**Quoted passage:**

Segment Open

Rural areas continue to receive less attention when it comes to HIV and AIDS interventions. Government and NGO’s involved in the AIDS fight tend to focus research activity and outreach programmes in cities and towns that are easily accessible. This point created heated discussion by some of the delegates who challenged both government and NGOs to involve rural populations.

Tsitsi Machisi, coordinator of the Sengwe Vamanani (Shangani Word for Women), a Home Based Care programme, said the accessibility of health facilities was a major problem. Sengwe is a border town situated 200 kilometres from Chiredzi town, where the largest hospital in the province is located. Chikombedzi, the nearest clinic from Sengwe, is 80 kilometres away. "The roads in Sengwe are in a bad state and this is why transport operators are reluctant to provide buses for us. The only bus that operates is a ZUPCO bus that comes once a week," said Machisi. "The problem of transport and clinics that are situated far away from villages is a hindering factor in our interventions. If a patient under our care develops a condition needing urgent hospital attention it becomes a problem. "I have seen so many people die because they could not access health facilities quickly. It is very painful to watch people die and you know there is nothing to you can do. I hope the relevant ministry can look into this issue."

Machisi said people living with AIDS succumbed quickly to the virus mostly because of malaria and malnutrition. "Chiredzi is a very dry area and as such food production is poor and it is hot so it is a malarial zone. We need NGOs and the Ministry of Health and Child Welfare to come and help us with food aid and also with malaria tablets to give to our patients," appealed Machisi.

Segment Closed

**Supplied information:**
Segment Open

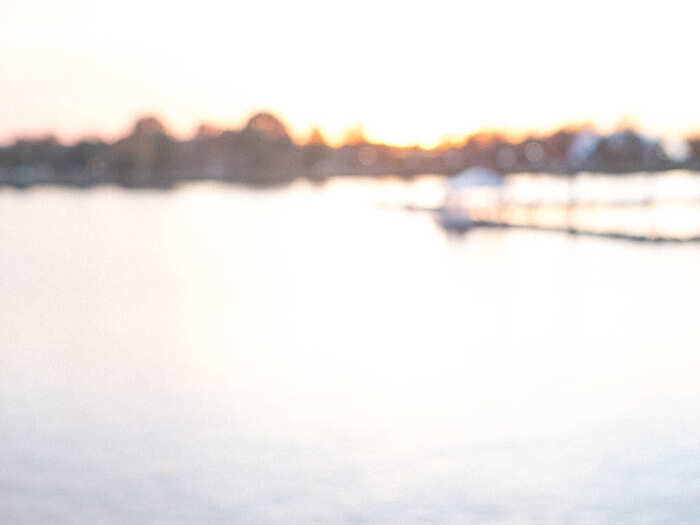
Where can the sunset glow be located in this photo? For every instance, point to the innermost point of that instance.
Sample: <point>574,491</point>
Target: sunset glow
<point>408,74</point>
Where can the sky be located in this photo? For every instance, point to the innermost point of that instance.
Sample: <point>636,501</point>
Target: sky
<point>408,72</point>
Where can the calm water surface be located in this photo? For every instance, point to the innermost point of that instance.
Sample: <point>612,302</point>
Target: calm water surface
<point>316,355</point>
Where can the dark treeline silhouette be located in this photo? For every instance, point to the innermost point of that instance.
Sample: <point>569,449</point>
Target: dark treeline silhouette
<point>264,153</point>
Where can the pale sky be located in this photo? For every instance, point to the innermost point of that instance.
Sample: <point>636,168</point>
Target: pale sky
<point>408,71</point>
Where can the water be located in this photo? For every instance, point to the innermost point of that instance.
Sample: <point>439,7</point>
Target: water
<point>317,355</point>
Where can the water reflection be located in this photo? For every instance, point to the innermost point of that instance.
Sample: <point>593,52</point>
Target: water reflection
<point>315,355</point>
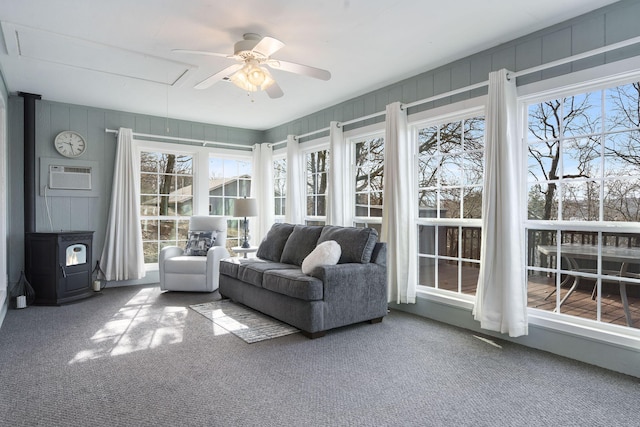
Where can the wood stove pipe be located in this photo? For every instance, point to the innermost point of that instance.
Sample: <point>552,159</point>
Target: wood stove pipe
<point>29,160</point>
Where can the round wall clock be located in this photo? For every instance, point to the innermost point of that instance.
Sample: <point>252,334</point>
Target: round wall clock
<point>70,143</point>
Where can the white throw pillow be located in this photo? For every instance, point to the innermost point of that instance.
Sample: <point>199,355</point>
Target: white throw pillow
<point>326,253</point>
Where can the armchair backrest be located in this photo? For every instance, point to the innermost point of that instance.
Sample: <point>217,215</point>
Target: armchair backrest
<point>213,223</point>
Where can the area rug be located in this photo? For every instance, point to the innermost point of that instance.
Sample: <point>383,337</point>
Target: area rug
<point>243,322</point>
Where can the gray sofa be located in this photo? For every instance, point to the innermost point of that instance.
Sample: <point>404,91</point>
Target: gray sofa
<point>351,291</point>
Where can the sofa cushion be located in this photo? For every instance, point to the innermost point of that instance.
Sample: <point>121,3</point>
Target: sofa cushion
<point>272,245</point>
<point>300,243</point>
<point>293,283</point>
<point>326,253</point>
<point>229,266</point>
<point>356,243</point>
<point>251,271</point>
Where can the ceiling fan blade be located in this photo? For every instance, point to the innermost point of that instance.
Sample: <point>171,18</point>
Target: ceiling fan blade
<point>305,70</point>
<point>268,46</point>
<point>274,91</point>
<point>215,78</point>
<point>202,52</point>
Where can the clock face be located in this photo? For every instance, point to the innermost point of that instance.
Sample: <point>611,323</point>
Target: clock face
<point>70,144</point>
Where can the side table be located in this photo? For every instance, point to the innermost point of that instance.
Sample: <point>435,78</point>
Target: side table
<point>245,251</point>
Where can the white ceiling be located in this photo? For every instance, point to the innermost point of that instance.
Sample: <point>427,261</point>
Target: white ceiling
<point>117,54</point>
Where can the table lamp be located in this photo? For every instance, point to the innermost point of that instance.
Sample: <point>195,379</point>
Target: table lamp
<point>244,208</point>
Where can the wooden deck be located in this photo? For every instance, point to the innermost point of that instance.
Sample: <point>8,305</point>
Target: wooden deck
<point>578,304</point>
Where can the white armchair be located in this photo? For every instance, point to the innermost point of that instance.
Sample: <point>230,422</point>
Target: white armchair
<point>181,272</point>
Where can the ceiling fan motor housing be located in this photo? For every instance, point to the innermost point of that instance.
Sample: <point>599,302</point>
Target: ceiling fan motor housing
<point>243,48</point>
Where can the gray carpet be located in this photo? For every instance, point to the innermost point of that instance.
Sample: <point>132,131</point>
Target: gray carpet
<point>247,324</point>
<point>137,357</point>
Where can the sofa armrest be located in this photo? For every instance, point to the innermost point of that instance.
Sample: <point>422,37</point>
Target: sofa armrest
<point>353,292</point>
<point>166,253</point>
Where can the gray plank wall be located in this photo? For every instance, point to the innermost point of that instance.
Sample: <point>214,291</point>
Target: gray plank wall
<point>84,213</point>
<point>611,24</point>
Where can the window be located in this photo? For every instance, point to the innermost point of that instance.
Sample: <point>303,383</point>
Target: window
<point>450,175</point>
<point>229,179</point>
<point>317,164</point>
<point>583,153</point>
<point>280,188</point>
<point>166,200</point>
<point>368,181</point>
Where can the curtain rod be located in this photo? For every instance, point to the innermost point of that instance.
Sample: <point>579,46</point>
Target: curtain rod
<point>176,138</point>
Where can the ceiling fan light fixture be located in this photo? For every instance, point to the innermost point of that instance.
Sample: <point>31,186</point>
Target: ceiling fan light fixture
<point>252,77</point>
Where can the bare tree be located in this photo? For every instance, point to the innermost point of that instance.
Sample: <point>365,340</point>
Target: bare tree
<point>317,165</point>
<point>551,122</point>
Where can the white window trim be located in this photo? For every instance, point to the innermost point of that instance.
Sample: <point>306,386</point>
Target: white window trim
<point>280,155</point>
<point>4,278</point>
<point>584,81</point>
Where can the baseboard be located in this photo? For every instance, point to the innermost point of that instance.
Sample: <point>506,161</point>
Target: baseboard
<point>4,305</point>
<point>616,357</point>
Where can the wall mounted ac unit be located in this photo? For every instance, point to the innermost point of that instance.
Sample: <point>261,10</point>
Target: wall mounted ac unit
<point>69,177</point>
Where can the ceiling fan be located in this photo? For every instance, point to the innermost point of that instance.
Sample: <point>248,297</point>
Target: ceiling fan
<point>253,52</point>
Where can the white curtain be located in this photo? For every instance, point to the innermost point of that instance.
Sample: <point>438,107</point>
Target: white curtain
<point>295,201</point>
<point>122,256</point>
<point>398,221</point>
<point>262,191</point>
<point>338,212</point>
<point>501,296</point>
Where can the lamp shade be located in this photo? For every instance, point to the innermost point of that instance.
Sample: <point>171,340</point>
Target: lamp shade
<point>245,207</point>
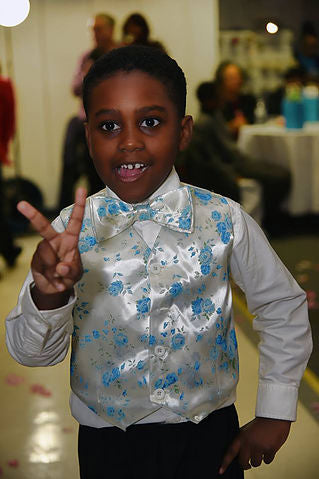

Segment Closed

**Problems to work on:**
1. According to the text on rural HIV and AIDS care, how often does the ZUPCO bus run in Sengwe?
2. Write the next part of the text on rural HIV and AIDS care, starting after its final sentence.
The entries are separate material and do not belong to the text on rural HIV and AIDS care.

**Responses to the exercise:**
1. Once a week.

2.
Another coordinator of a Mutoko based HBC narrated how she and her patients failed to access anti retroviral drugs from Harare Hospital despite showing evidence that they were PLWA’s. "When we heard that the Ministry of Health was now giving ARV’s for free we were overjoyed. I was referred to ‘Room Five’, at Harare Hospital. I then advised my patients to prepare bus fare and the next day we were on the first bus to Harare so full of hope for a new lease on life. By nine in the morning we were standing outside ‘Room 5’ but they were no drugs. We were turned away. They are no drugs they said and we would have to come back some other time. We stood helplessly outside as we watched people going in and out of that office and coming out smiling."

Danmore Sithole, director for Matabeleland AIDS Council said that NGOs and government needed to reach rural populations as much as possible. "There is no excuse really for limiting interventions to the towns and cities when we know full well that this is a national problem. The rural population is suffering more even those in the urban areas and this I speak from experience," Sithole said.